- THE TASK -
Drop the pictures; give again exactly the lines from the one holding "TARGET = man in blue puffer vest" through the end of the data.

[Photo-based point labeling data]
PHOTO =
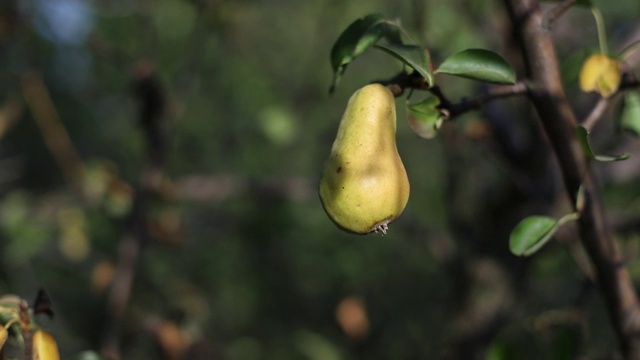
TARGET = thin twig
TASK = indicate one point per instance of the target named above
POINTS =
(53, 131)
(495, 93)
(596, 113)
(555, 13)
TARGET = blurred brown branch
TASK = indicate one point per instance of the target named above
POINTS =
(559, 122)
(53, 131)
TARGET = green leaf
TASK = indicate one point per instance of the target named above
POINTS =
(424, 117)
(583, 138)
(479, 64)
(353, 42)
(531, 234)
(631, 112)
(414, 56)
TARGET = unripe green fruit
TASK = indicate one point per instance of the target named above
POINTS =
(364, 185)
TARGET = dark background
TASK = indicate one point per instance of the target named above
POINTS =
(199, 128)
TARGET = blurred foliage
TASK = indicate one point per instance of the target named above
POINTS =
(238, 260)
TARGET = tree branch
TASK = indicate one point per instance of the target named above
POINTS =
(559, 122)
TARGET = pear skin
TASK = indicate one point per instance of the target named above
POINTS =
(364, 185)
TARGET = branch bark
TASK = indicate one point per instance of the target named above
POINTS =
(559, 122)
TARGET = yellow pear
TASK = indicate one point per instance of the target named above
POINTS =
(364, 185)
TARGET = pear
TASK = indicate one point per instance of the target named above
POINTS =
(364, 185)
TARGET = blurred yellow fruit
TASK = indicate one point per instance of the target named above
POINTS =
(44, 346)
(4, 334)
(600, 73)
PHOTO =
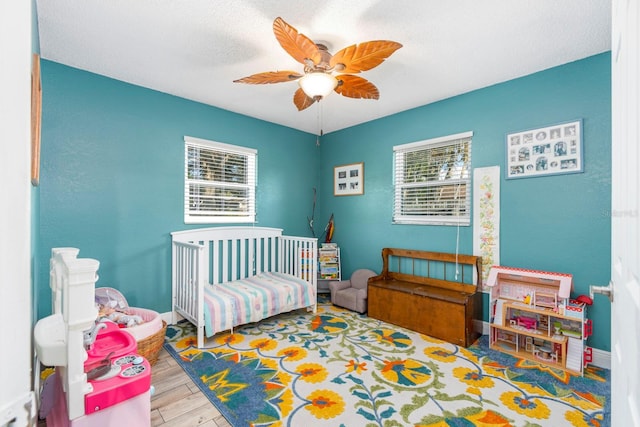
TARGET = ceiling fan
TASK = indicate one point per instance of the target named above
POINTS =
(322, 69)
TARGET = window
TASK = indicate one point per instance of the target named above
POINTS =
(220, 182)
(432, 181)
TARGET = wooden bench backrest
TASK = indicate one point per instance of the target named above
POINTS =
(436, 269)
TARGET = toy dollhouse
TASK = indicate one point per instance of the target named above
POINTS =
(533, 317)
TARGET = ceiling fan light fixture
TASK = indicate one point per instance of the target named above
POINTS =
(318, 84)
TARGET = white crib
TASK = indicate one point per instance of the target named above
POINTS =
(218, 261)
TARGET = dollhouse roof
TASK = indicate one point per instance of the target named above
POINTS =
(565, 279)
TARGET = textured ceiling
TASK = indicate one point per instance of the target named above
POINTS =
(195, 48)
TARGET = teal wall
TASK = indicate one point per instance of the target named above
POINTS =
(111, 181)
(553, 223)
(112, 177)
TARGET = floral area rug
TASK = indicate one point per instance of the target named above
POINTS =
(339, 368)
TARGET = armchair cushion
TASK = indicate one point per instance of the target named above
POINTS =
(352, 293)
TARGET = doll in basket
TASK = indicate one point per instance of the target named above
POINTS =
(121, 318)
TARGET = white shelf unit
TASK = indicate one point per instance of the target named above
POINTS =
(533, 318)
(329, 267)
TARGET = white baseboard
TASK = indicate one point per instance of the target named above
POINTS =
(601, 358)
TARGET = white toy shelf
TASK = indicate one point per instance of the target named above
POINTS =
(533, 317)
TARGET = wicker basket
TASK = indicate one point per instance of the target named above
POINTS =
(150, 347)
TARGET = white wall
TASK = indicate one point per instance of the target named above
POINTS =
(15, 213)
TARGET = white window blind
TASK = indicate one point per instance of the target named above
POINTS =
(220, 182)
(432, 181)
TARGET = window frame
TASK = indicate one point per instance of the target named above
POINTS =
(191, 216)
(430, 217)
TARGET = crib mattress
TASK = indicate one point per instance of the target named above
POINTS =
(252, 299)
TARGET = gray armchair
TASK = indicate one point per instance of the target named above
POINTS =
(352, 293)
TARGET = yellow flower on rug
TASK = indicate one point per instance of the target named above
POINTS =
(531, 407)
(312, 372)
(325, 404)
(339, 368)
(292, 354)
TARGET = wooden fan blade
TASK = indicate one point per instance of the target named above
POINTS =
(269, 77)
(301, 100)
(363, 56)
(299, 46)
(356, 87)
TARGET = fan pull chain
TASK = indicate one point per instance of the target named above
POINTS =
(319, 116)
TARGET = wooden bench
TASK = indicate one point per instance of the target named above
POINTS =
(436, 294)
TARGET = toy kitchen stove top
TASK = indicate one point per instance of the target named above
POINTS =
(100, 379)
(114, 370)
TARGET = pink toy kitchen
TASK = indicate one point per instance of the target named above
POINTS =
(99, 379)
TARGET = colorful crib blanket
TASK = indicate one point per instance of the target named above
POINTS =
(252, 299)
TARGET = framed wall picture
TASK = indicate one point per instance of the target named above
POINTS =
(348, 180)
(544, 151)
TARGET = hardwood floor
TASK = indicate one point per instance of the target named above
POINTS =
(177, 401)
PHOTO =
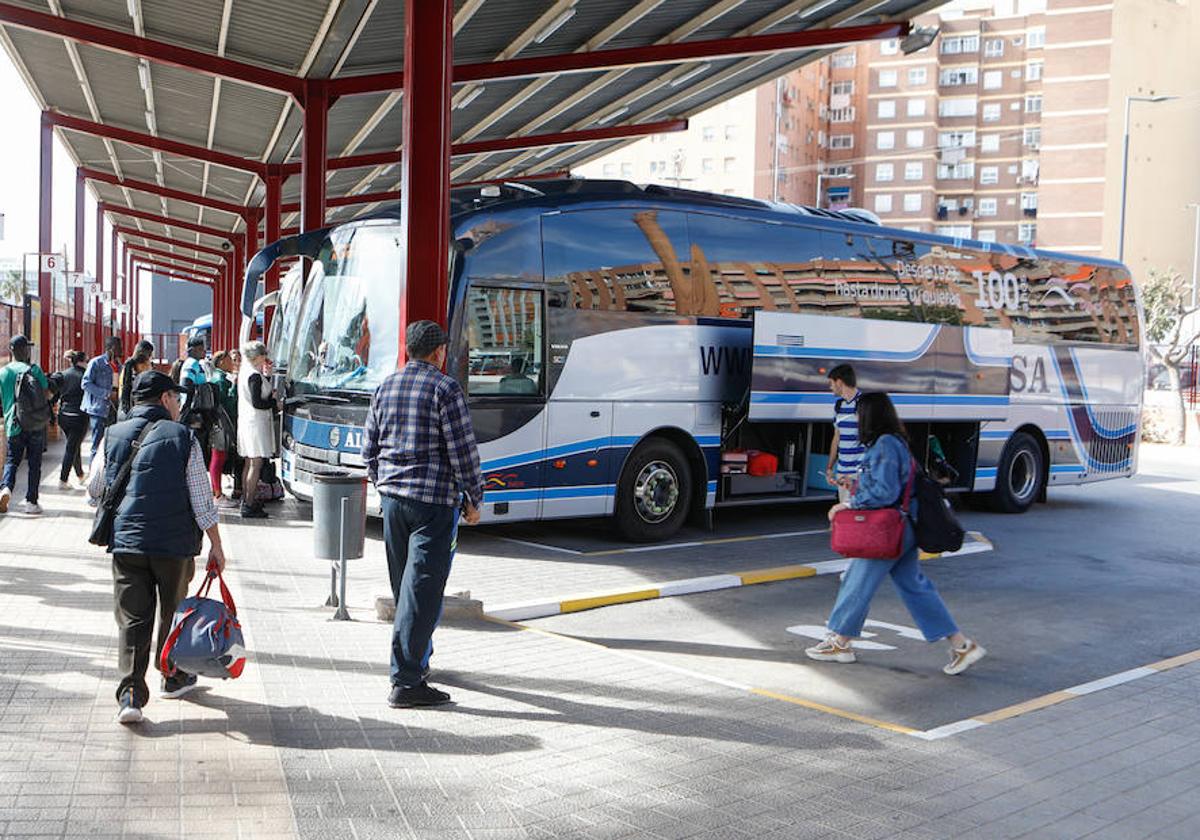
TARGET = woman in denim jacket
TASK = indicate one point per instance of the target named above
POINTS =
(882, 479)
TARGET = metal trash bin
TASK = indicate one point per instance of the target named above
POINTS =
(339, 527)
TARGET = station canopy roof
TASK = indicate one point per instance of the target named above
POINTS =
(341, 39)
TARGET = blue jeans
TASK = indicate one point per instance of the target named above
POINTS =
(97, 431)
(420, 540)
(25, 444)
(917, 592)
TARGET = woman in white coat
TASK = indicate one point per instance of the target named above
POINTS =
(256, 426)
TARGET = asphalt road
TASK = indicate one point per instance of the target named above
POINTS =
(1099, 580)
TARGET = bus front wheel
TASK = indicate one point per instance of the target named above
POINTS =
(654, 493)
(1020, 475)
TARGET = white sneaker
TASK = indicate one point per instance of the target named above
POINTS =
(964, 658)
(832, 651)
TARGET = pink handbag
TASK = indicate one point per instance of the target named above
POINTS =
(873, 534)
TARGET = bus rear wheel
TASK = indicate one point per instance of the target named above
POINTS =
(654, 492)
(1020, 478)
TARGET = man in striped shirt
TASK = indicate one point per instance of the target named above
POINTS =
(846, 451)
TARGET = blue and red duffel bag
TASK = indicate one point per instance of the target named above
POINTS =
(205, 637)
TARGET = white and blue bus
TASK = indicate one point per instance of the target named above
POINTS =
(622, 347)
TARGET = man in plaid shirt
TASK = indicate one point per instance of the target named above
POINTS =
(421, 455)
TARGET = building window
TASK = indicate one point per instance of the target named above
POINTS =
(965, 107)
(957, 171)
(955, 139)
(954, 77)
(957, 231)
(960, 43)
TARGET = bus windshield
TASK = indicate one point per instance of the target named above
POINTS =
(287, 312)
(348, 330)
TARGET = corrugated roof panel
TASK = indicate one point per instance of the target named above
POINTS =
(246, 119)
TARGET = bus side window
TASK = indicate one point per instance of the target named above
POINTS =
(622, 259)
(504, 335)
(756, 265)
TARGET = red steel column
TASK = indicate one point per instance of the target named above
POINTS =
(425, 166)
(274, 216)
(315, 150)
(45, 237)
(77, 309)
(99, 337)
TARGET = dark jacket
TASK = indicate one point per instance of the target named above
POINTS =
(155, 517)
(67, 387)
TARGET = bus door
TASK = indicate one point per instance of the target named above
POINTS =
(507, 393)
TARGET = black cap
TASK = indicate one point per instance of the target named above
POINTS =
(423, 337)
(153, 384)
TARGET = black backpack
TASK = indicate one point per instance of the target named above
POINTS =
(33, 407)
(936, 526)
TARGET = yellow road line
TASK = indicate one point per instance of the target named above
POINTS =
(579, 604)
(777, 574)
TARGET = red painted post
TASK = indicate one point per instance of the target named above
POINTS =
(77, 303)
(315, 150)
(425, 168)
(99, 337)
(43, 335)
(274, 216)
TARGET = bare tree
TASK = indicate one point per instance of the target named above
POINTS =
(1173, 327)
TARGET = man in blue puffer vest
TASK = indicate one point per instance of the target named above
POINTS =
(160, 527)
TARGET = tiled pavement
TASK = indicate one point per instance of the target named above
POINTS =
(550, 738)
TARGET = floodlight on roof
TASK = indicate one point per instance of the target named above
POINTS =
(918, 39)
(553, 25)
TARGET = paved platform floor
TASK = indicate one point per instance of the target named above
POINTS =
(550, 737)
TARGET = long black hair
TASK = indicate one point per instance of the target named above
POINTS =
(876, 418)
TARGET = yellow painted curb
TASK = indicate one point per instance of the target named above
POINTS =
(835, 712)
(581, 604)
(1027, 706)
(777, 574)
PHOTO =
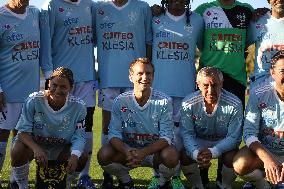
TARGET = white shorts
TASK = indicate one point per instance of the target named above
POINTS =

- FULL ANSWER -
TARGET = man in blue puffer vest
TASK = indicate one point per instance of the target named above
POINTS =
(160, 527)
TARGET = tiled pavement
TASK = indicate one point per instance of the target named above
POINTS =
(550, 738)
TARGET = floodlight on roof
TASK = indicate one point per instance of the target named above
POINTS =
(918, 39)
(553, 25)
TARGET = paved platform floor
TASK = indicate one point per instance of the target named above
POINTS =
(550, 737)
TARGET = long black hair
TASK = indicate one point per instance of the target named above
POINTS =
(876, 418)
TARGET = yellow painted curb
TASK = indicate one point per instance of the target named above
POINTS =
(835, 712)
(581, 604)
(1027, 706)
(777, 574)
PHOTO =
TARGET = white shorts
TASK = indicate one point per instance of the target named above
POINTS =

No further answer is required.